> _YOUR GOAL_:
Rewrite the entries below with "red car" changed to "white van", keeping every other word the same.

> _EXERCISE MATERIAL_:
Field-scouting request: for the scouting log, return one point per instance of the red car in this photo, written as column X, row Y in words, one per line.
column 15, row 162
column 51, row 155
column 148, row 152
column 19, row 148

> _ANSWER TO THIS PROBLEM_:
Field-scouting request: for the scouting log, return one point per instance of the white van in this photo, written as column X, row Y in words, one per line.
column 15, row 162
column 51, row 155
column 148, row 152
column 19, row 148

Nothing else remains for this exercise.